#### [What is required]
Please transcribe the data that follows without the pictures, keeping every word the same.
Dataset records below:
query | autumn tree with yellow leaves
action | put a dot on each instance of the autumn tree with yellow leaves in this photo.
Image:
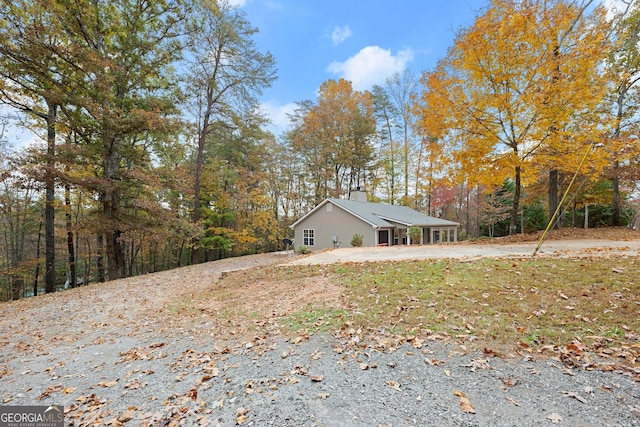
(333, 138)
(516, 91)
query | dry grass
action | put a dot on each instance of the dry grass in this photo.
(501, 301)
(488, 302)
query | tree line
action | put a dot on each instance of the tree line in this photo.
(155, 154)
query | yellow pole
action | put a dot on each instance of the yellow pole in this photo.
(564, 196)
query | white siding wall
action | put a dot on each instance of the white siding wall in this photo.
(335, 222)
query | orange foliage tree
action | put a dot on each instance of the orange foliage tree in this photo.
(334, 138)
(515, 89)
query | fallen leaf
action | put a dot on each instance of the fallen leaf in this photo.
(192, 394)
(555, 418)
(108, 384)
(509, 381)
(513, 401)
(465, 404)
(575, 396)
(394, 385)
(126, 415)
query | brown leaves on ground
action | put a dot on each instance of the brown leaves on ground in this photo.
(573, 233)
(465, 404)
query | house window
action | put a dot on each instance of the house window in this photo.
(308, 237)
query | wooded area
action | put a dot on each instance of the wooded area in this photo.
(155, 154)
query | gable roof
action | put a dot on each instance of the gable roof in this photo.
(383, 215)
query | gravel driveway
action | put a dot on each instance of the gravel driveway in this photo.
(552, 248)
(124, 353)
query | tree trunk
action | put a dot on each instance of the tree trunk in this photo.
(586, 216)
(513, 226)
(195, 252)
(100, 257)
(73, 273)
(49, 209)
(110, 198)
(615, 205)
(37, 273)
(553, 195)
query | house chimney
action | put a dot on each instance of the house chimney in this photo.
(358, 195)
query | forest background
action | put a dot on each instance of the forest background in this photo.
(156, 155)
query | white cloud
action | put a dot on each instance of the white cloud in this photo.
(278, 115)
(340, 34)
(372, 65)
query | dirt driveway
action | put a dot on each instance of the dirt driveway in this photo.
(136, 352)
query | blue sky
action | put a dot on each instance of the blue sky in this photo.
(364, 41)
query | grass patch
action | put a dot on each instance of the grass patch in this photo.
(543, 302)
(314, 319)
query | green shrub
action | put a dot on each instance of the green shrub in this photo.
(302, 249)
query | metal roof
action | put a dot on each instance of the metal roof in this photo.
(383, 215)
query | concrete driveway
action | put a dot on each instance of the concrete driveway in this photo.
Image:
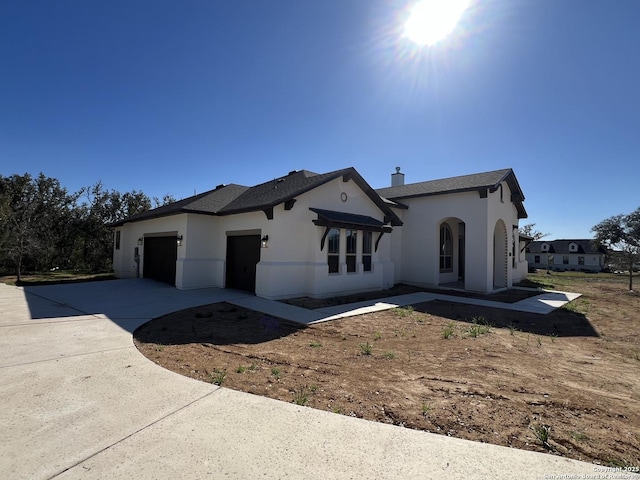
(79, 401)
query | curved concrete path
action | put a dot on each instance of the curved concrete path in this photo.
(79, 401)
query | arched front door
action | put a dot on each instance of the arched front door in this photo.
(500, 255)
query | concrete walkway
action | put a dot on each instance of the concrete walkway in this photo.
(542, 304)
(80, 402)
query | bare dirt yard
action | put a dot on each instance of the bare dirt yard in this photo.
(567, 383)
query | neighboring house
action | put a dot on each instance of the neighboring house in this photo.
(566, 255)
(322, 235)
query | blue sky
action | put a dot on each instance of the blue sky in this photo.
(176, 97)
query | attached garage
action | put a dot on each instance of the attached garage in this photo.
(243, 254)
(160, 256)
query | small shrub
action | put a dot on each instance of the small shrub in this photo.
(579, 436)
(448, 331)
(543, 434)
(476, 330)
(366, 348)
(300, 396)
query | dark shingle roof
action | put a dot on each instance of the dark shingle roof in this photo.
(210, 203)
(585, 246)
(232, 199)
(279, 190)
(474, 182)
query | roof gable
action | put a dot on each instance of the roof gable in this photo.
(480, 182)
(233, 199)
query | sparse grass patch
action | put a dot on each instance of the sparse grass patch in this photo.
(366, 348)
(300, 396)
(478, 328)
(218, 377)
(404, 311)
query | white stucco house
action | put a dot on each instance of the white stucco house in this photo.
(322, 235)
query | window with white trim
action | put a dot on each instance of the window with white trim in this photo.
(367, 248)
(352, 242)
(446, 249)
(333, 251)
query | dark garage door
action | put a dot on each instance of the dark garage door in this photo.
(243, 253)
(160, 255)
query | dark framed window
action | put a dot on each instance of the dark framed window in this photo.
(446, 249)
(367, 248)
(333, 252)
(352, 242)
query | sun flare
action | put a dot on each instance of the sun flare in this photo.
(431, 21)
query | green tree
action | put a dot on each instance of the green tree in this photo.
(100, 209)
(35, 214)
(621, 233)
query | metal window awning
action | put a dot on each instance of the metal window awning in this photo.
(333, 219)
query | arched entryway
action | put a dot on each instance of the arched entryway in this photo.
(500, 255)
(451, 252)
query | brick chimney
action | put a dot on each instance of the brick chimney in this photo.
End of Dataset records.
#### [Response area]
query | autumn tree with yellow leaves
action | put a dot on each instance of the autumn tree with yellow leaves in this photo.
Image:
(333, 138)
(516, 91)
query | dry grass
action | put a dot on each instance of the dry grass in this photo.
(501, 301)
(488, 302)
query | tree line
action | put a dot on each instance of the tree line in this photo.
(155, 154)
query | yellow pole
action | put a dot on each instance of the yellow pole in this photo.
(564, 196)
query | white siding wall
action | put a dot on each instance of the white siding wall in this photo.
(335, 222)
query | orange foliage tree
action | put a dot on each instance of the orange foliage tree in this photo.
(334, 138)
(515, 89)
query | fallen leaf
action | put a dot on each instance of the fallen leaf in this photo.
(192, 394)
(555, 418)
(108, 384)
(509, 381)
(513, 401)
(465, 404)
(575, 396)
(394, 385)
(126, 415)
query | brown leaves on ground
action | put a dot on each instance of the brown leaves on ground in this photo.
(573, 233)
(465, 404)
query | house window
action | put a dot on each instance of the house window in this photo.
(308, 237)
query | wooded area
action | put a dot on each instance of the wooded area in this photo.
(155, 154)
query | gable roof
action | put a dot on each instance of the gable roof in this photo.
(383, 215)
query | gravel driveway
action | put a dot on each instance of the gravel driveway in this photo.
(552, 248)
(124, 353)
query | tree trunk
action | put a dot on each instance of the tree trunk in this photo.
(586, 216)
(513, 226)
(195, 252)
(100, 257)
(73, 273)
(49, 209)
(110, 198)
(615, 205)
(37, 273)
(553, 195)
query | house chimney
action | put a dot on each instance of the house chimney in this photo.
(358, 195)
query | forest background
action | put a dot on each instance of the forest background in this photo.
(156, 155)
query | white cloud
action | put a dot on each instance of the white cloud in this photo.
(278, 115)
(340, 34)
(372, 65)
query | dirt driveway
action | put a dot on each instance of the dirt driveway in this photo.
(136, 352)
query | blue sky
action | put a dot on each instance of the blue sky in this photo.
(364, 41)
query | grass patch
action | put a dot on each instance of the grass patch in this photo.
(543, 302)
(314, 319)
query | green shrub
action | put a dot on each instance of the green shrub in this photo.
(302, 249)
query | metal roof
action | put a dot on each instance of the metal roof in this photo.
(383, 215)
query | concrete driveway
action | put a dot on each instance of the concrete driveway in this photo.
Image:
(79, 401)
query | curved concrete path
action | put a dot on each instance of the curved concrete path in this photo.
(79, 401)
query | arched front door
action | put a dot on each instance of the arched front door in this photo.
(500, 255)
query | concrete walkway
action | put a dot on each instance of the concrete walkway in this photo.
(542, 304)
(80, 402)
query | bare dirt yard
action | put a dot on each instance of the bare dirt yard in this photo.
(567, 383)
query | neighboring house
action | put a dot on each instance of the neighboring house in this photo.
(566, 255)
(322, 235)
query | blue sky
action | put a dot on each instance of the blue sky in this photo.
(176, 97)
query | attached garage
action | put a dot on each instance of the attached garage in this photo.
(243, 254)
(160, 256)
query | small shrub
action | put a dot on each instance of the small shrub in this photo.
(579, 436)
(448, 331)
(543, 434)
(476, 330)
(366, 348)
(300, 396)
query | dark shingle roof
action | put a dot on each instance of the dark shingle roof in this photo.
(210, 203)
(585, 246)
(232, 199)
(279, 190)
(474, 182)
query | roof gable
action | put a dot on each instance of the roof gable in this photo.
(480, 182)
(233, 199)
query | sparse grass patch
action | put a dot on each instance of the sparse grass patch in this photo.
(366, 348)
(300, 396)
(478, 328)
(218, 377)
(404, 311)
query | white stucco house
action | put a dot on each instance of the white stucco house in this photo.
(322, 235)
query | window with white trim
action | put a dot on each instance of the window with white trim in this photo.
(367, 248)
(352, 242)
(446, 249)
(333, 251)
query | dark garage door
action | put a dot on each instance of the dark garage door in this photo.
(243, 253)
(160, 255)
query | dark framed window
action | put a dot on each instance of the dark framed window in this photo.
(446, 249)
(367, 248)
(333, 252)
(352, 242)
query | sun flare
action | put a dot on each instance of the sun flare in this photo.
(431, 21)
query | green tree
action | put a dot on each instance of the green tree in this photo.
(100, 209)
(35, 214)
(621, 233)
query | metal window awning
action | put a dot on each instance of the metal window awning in this photo.
(333, 219)
query | arched entryway
action | put a dot on each instance of the arched entryway in this photo.
(500, 255)
(451, 252)
query | brick chimney
action | put a dot on each instance of the brick chimney in this photo.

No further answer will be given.